## SELECTED PASSAGE
┏━━

Mirror of Justice

A blog dedicated to the development of Catholic legal theory.
Affiliated with the Program on Church, State & Society at Notre Dame Law School.

Sunday, January 29, 2023

Some Memories of Kent Greenawalt

Professor Kent Greenawalt, longtime faculty member at Columbia Law School and eminent scholar in many areas--criminal law, jurisprudence, constitutional theory, free speech, and, of course, law and religion--has died. Many of us at Mirror of Justice knew him and his work well. Others will and should reflect on his greatly distinguished career, one combining service at high levels of government, projects of legal reform (particularly in criminal law), and great scholarly achievement in law and letters. I wanted to offer here some of my memories about Kent in my own life.

For me, Kent was a mentor and friend since I got to know him in the summer of 2006. In those days, he was the first and best advisor I had concerning subjects that I had just begun to study and learn about, someone who immediately invited me into his life when many others would not. He was reserved, gentle, patient, kind, but also deeply penetrating and critical (often of my work, and in the best ways) as we discussed ideas, projects, and papers together. I used to joke with him that my study at Columbia ought really to go by a separate degree name, Greenawalt Studies. That proved largely right. Some of the best teachers are the best because they make their students want to know about the teacher and their work--to learn through the mediating structure of the teacher. So it was for me with Kent. His interests became my interests, and I learned about criminal law and constitutional law through the medium of his articles, books, and our many conversations. I also learned and took from Kent a commitment to breadth and to writing in a variety of disciplines as inclination dictated.

┗━━

## EXERCISE DATA
┏━━

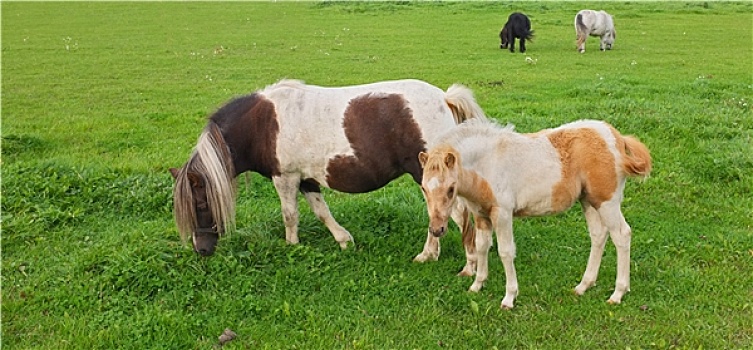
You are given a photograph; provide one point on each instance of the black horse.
(518, 26)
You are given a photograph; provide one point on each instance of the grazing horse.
(518, 26)
(594, 23)
(352, 139)
(502, 174)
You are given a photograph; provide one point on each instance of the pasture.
(100, 99)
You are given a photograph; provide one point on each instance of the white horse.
(502, 174)
(594, 23)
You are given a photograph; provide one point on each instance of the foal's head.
(439, 184)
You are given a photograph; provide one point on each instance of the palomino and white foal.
(594, 23)
(502, 174)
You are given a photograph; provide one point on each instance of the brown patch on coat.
(385, 139)
(588, 168)
(249, 126)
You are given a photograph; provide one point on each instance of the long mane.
(211, 161)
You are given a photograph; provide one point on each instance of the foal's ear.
(450, 160)
(422, 158)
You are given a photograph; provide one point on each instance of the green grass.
(100, 99)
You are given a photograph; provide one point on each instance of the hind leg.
(287, 189)
(512, 42)
(620, 232)
(322, 212)
(598, 233)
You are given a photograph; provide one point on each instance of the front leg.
(287, 189)
(462, 217)
(321, 210)
(483, 243)
(506, 250)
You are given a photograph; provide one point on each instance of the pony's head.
(439, 185)
(204, 193)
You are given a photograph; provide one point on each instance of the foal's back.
(546, 172)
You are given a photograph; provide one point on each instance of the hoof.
(475, 287)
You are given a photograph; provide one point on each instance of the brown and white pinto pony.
(352, 139)
(502, 174)
(594, 23)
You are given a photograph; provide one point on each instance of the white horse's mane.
(286, 83)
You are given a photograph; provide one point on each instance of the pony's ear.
(195, 180)
(422, 158)
(174, 172)
(450, 160)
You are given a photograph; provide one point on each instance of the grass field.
(99, 99)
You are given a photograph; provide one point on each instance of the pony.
(518, 26)
(594, 23)
(353, 139)
(502, 174)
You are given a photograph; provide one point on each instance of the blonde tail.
(636, 157)
(462, 104)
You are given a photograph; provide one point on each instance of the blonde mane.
(211, 161)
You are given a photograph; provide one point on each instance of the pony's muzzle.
(438, 231)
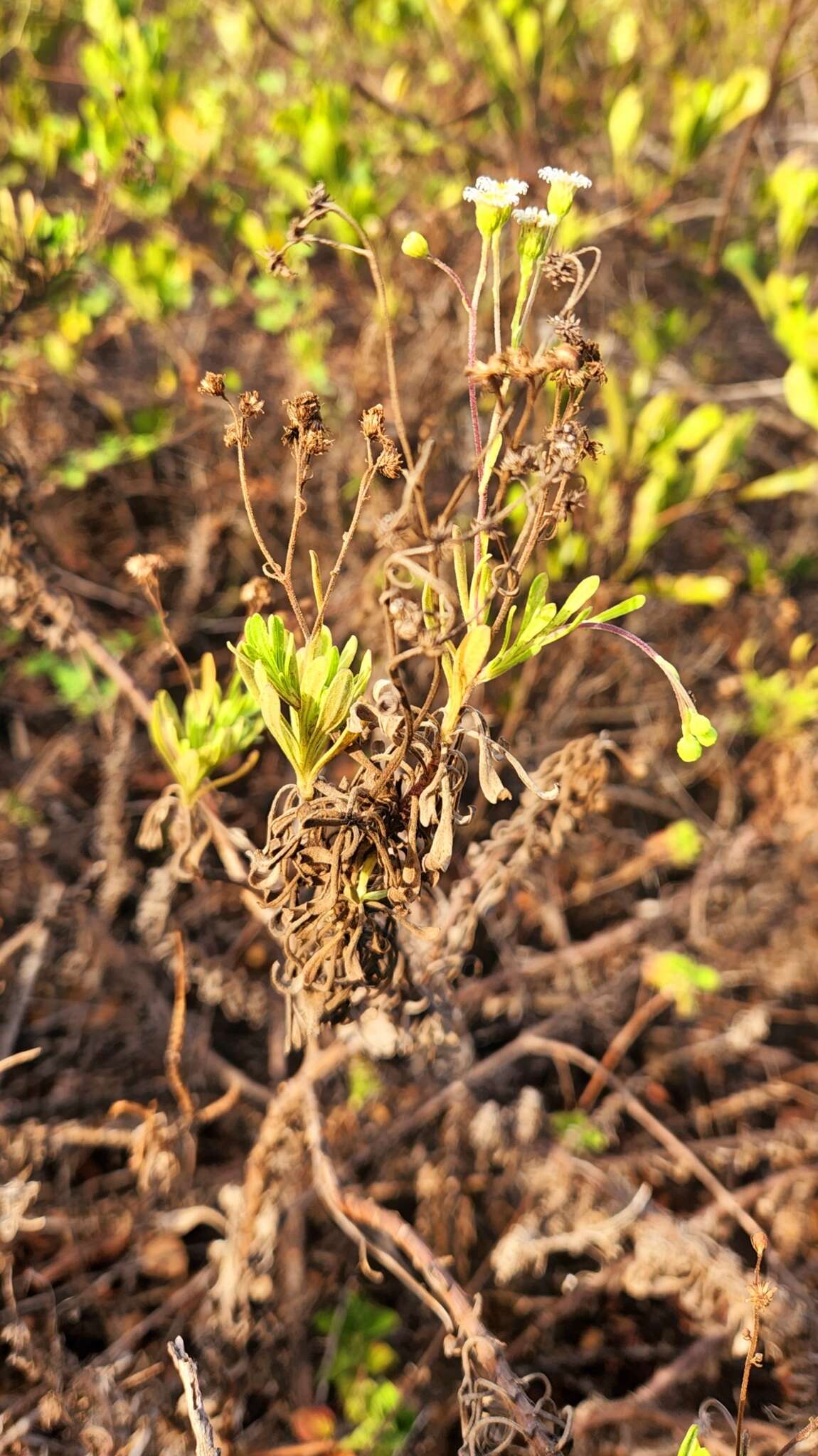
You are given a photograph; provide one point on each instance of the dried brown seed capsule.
(213, 385)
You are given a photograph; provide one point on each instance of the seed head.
(213, 385)
(144, 568)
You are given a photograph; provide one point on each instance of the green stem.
(526, 269)
(495, 291)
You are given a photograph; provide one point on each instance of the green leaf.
(625, 122)
(680, 979)
(575, 600)
(620, 609)
(801, 393)
(690, 1445)
(783, 482)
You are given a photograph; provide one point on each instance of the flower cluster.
(494, 201)
(563, 186)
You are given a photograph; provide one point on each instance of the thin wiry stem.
(495, 291)
(383, 301)
(360, 501)
(271, 565)
(470, 311)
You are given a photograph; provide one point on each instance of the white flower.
(535, 218)
(562, 188)
(488, 193)
(574, 179)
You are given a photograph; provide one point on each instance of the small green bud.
(683, 842)
(415, 245)
(702, 729)
(689, 749)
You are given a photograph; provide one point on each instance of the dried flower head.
(238, 434)
(304, 432)
(249, 404)
(373, 422)
(144, 568)
(391, 461)
(255, 594)
(213, 385)
(567, 328)
(558, 269)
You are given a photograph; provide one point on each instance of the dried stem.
(361, 1218)
(176, 1032)
(383, 301)
(360, 501)
(197, 1414)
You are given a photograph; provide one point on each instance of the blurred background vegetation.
(153, 152)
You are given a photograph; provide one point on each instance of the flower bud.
(415, 245)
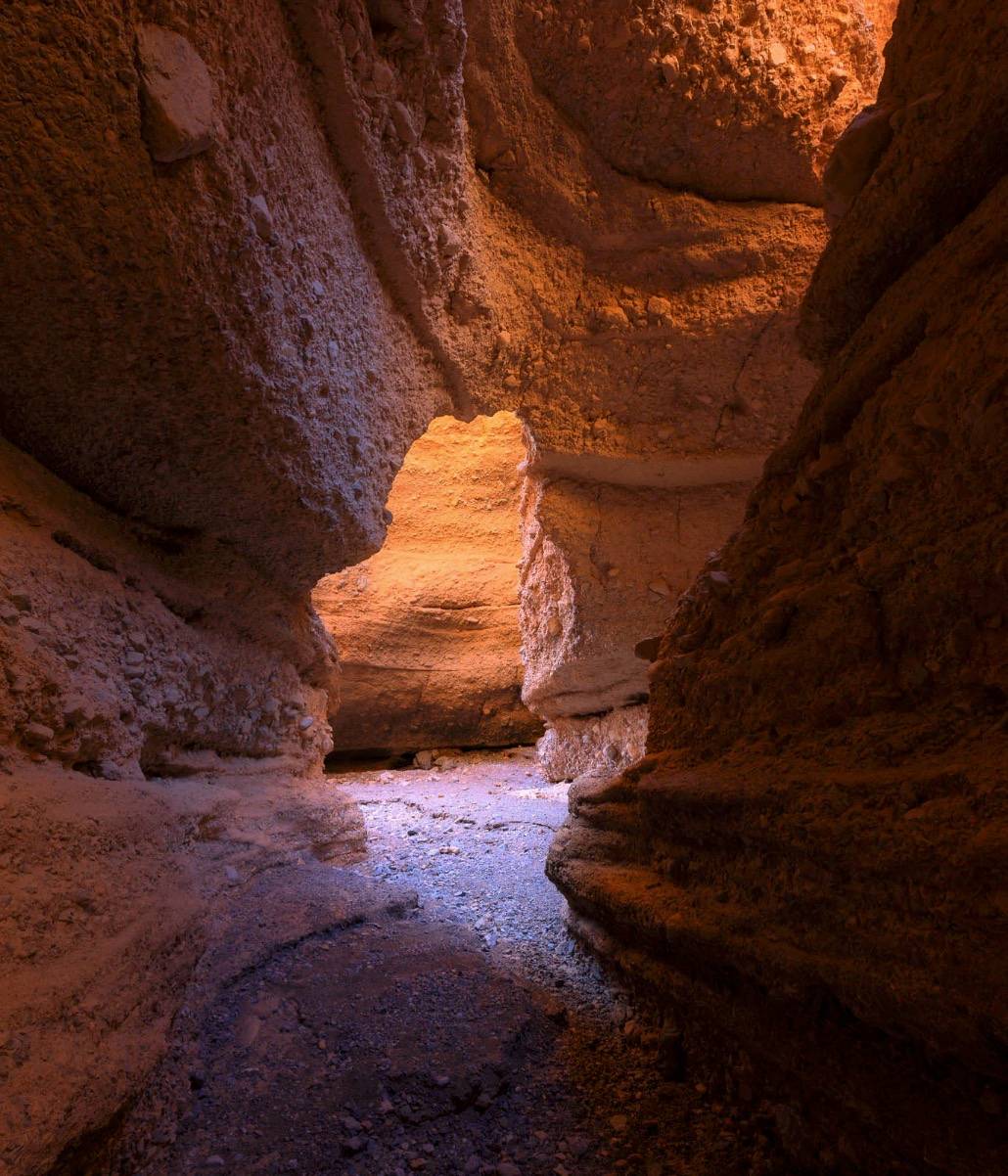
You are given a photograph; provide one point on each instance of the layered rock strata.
(809, 863)
(648, 331)
(251, 250)
(427, 628)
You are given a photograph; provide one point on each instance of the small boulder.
(178, 95)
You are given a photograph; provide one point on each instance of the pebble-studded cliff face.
(809, 865)
(429, 628)
(250, 251)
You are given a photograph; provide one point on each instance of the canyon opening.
(502, 588)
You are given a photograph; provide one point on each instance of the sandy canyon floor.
(452, 1024)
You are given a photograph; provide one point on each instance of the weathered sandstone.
(809, 863)
(427, 628)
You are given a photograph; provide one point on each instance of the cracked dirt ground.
(447, 1023)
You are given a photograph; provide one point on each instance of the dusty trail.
(447, 1023)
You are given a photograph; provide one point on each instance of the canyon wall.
(208, 379)
(427, 628)
(251, 250)
(648, 192)
(809, 865)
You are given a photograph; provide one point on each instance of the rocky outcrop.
(809, 865)
(427, 629)
(247, 260)
(648, 332)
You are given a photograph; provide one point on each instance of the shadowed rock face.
(251, 250)
(429, 628)
(809, 863)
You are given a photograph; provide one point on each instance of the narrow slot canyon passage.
(504, 598)
(454, 1025)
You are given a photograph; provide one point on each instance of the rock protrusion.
(178, 95)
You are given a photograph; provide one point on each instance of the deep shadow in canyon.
(710, 298)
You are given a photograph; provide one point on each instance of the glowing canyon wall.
(427, 629)
(809, 863)
(252, 250)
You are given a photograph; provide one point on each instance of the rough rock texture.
(648, 337)
(246, 259)
(601, 570)
(427, 629)
(595, 745)
(112, 890)
(810, 865)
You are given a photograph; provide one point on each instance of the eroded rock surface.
(429, 629)
(809, 862)
(247, 260)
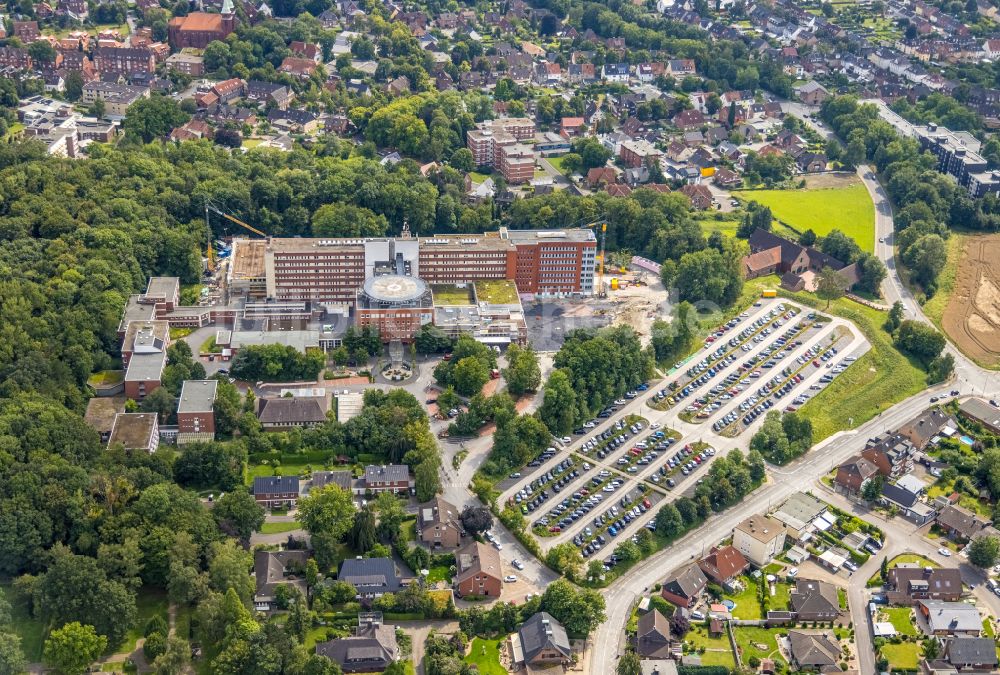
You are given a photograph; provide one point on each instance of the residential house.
(135, 431)
(284, 413)
(909, 583)
(478, 571)
(892, 454)
(276, 568)
(812, 93)
(652, 639)
(814, 600)
(960, 524)
(276, 491)
(853, 474)
(981, 412)
(950, 618)
(372, 577)
(439, 525)
(394, 478)
(907, 502)
(970, 654)
(723, 565)
(196, 411)
(541, 641)
(699, 195)
(759, 538)
(683, 587)
(371, 649)
(814, 650)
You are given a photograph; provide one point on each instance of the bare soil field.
(972, 317)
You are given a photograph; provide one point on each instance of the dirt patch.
(820, 181)
(972, 316)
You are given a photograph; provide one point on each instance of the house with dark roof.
(853, 474)
(275, 568)
(438, 524)
(284, 413)
(276, 491)
(478, 571)
(909, 583)
(541, 641)
(960, 524)
(971, 654)
(813, 650)
(724, 564)
(928, 424)
(683, 587)
(372, 577)
(652, 638)
(813, 600)
(394, 478)
(371, 649)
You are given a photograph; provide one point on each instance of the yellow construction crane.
(209, 251)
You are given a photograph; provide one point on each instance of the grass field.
(748, 639)
(496, 292)
(450, 294)
(877, 380)
(934, 308)
(904, 656)
(485, 656)
(279, 527)
(150, 602)
(900, 619)
(848, 209)
(717, 650)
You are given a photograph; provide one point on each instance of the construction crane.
(209, 251)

┗━━

## YOUR TASK
Write out the part of the post about Kent Greenawalt that begins at the words "A blog dedicated" and stops after "my own life.". The items above come from a separate source unrelated to the post.

## RESPONSE BOX
A blog dedicated to the development of Catholic legal theory.
Affiliated with the Program on Church, State & Society at Notre Dame Law School.

Sunday, January 29, 2023

Some Memories of Kent Greenawalt

Professor Kent Greenawalt, longtime faculty member at Columbia Law School and eminent scholar in many areas--criminal law, jurisprudence, constitutional theory, free speech, and, of course, law and religion--has died. Many of us at Mirror of Justice knew him and his work well. Others will and should reflect on his greatly distinguished career, one combining service at high levels of government, projects of legal reform (particularly in criminal law), and great scholarly achievement in law and letters. I wanted to offer here some of my memories about Kent in my own life.